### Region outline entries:
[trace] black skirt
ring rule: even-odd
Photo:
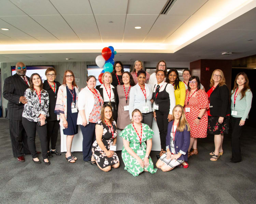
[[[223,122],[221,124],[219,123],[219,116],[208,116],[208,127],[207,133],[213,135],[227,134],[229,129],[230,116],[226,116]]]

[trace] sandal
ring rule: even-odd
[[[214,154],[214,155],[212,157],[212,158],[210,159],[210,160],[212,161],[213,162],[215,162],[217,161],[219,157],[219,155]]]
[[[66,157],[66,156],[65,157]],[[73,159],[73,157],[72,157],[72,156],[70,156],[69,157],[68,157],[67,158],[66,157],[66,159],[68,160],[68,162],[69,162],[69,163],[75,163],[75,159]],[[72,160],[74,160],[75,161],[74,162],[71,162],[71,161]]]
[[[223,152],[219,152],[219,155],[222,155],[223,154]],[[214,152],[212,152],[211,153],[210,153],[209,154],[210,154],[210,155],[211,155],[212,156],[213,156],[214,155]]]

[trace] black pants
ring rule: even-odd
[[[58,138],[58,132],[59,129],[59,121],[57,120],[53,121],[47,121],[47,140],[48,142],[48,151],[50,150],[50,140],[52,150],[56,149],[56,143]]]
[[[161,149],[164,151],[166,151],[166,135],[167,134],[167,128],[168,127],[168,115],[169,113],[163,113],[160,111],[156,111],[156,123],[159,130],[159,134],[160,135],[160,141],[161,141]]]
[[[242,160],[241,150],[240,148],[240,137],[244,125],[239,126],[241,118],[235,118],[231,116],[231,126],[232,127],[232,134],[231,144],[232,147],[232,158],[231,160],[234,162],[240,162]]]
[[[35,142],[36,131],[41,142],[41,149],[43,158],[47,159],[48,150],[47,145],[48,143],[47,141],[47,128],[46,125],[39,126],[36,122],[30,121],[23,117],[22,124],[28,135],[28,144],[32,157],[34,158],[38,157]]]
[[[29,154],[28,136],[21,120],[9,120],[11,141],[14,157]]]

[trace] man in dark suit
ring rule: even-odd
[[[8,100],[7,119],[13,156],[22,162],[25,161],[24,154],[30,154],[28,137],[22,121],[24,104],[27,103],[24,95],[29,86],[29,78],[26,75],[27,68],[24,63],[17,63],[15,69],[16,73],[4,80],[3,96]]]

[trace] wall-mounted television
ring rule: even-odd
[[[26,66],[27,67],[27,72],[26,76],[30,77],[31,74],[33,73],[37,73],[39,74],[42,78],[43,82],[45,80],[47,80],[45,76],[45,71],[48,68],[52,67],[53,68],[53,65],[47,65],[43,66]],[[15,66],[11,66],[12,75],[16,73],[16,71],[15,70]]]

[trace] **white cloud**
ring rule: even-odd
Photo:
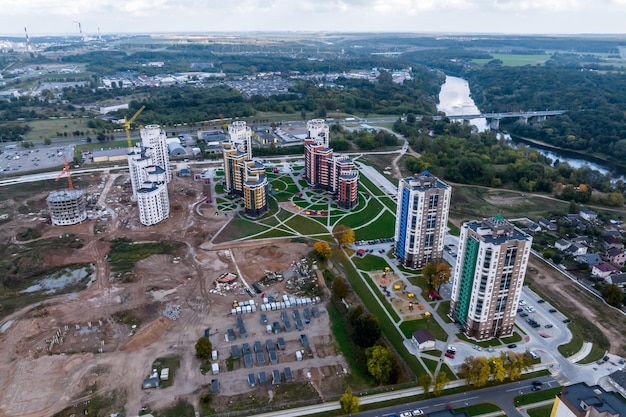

...

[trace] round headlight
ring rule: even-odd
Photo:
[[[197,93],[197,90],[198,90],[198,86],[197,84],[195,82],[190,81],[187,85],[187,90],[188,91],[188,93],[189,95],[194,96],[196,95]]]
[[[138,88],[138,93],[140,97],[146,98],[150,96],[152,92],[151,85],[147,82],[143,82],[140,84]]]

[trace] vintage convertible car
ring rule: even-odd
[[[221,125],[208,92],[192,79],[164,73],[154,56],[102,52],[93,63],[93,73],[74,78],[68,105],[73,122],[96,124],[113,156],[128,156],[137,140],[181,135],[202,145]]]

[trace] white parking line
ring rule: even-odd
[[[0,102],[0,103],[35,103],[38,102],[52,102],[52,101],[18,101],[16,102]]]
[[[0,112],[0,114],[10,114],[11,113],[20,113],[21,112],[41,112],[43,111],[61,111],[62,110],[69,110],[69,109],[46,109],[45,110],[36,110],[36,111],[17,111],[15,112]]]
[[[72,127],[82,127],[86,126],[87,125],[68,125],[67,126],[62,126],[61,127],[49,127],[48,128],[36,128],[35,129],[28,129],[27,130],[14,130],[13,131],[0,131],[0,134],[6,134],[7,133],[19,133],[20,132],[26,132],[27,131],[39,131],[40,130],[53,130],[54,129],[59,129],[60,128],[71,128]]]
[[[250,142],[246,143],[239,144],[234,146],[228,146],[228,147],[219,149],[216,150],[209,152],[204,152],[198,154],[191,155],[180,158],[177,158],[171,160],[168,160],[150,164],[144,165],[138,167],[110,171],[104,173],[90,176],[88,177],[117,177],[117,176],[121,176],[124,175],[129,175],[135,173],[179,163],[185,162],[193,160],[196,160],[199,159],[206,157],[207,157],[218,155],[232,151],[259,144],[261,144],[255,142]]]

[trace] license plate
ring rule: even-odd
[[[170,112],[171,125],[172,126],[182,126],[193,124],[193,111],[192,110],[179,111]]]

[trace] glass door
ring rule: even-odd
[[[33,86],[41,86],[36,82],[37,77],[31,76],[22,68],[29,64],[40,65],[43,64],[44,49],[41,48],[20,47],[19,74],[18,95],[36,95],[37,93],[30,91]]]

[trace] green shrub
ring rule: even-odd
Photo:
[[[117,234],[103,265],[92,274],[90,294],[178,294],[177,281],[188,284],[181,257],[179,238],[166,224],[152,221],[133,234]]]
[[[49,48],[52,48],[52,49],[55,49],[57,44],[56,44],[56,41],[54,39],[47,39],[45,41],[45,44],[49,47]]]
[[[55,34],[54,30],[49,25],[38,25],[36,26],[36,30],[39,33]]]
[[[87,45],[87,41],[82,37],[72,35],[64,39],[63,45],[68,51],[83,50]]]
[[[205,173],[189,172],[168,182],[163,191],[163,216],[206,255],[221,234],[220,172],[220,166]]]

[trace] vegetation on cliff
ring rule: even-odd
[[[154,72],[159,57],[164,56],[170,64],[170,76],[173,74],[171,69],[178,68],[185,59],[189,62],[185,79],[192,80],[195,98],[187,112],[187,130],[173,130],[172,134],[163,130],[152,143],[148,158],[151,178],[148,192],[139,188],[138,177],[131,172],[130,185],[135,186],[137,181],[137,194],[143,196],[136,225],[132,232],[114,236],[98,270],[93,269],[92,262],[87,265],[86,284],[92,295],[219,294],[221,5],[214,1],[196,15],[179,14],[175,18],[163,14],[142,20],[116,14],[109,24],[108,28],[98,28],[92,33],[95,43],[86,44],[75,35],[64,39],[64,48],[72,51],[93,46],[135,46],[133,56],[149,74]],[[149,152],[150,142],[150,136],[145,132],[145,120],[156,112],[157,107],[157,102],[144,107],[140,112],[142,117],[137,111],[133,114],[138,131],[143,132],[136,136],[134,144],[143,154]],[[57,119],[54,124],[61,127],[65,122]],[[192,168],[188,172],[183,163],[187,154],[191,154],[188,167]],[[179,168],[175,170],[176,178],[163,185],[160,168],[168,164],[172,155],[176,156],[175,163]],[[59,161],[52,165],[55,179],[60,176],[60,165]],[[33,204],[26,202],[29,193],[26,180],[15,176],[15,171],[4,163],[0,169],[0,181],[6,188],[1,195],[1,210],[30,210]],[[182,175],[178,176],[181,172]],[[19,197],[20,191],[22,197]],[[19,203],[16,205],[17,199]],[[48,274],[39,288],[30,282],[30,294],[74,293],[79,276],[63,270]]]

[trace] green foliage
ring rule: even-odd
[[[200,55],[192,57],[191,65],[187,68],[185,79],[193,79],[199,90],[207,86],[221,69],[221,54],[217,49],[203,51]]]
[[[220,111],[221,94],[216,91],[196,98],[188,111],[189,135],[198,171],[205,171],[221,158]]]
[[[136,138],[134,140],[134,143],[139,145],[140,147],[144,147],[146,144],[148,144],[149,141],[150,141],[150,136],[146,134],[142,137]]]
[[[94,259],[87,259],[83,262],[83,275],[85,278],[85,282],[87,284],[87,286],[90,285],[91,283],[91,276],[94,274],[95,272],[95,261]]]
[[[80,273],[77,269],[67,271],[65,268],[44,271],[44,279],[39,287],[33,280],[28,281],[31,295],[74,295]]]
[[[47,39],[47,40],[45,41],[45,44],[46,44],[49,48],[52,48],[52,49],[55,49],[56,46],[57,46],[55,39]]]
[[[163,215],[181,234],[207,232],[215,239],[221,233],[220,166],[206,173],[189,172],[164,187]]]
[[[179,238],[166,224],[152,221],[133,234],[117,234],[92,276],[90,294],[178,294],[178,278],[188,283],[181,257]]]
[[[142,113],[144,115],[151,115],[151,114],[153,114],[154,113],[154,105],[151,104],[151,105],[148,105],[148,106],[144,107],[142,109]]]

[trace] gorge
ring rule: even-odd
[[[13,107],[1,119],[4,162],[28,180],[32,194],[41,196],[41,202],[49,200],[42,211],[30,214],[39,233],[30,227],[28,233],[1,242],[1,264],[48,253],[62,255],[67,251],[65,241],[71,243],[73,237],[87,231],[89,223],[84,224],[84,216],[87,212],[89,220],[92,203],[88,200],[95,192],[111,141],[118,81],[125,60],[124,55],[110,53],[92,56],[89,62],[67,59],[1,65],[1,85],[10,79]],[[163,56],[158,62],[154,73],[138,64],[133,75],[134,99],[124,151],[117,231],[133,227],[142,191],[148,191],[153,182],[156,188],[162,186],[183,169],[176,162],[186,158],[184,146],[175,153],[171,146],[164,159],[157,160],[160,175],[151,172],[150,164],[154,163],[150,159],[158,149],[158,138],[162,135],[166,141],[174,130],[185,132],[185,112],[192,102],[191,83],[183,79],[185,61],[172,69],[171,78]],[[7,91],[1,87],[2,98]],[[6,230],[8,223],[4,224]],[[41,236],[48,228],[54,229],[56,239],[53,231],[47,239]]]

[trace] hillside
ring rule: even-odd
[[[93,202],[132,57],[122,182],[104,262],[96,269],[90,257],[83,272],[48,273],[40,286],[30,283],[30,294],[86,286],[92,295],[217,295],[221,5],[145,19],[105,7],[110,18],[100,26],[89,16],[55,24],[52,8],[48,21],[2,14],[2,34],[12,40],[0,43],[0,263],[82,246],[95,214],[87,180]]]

### Problem to work on:
Return each line of the material that contains the string "white". Treat uppercase and lowercase letters as different.

### Worked answer:
[trace] **white cloud**
[trace] white parking line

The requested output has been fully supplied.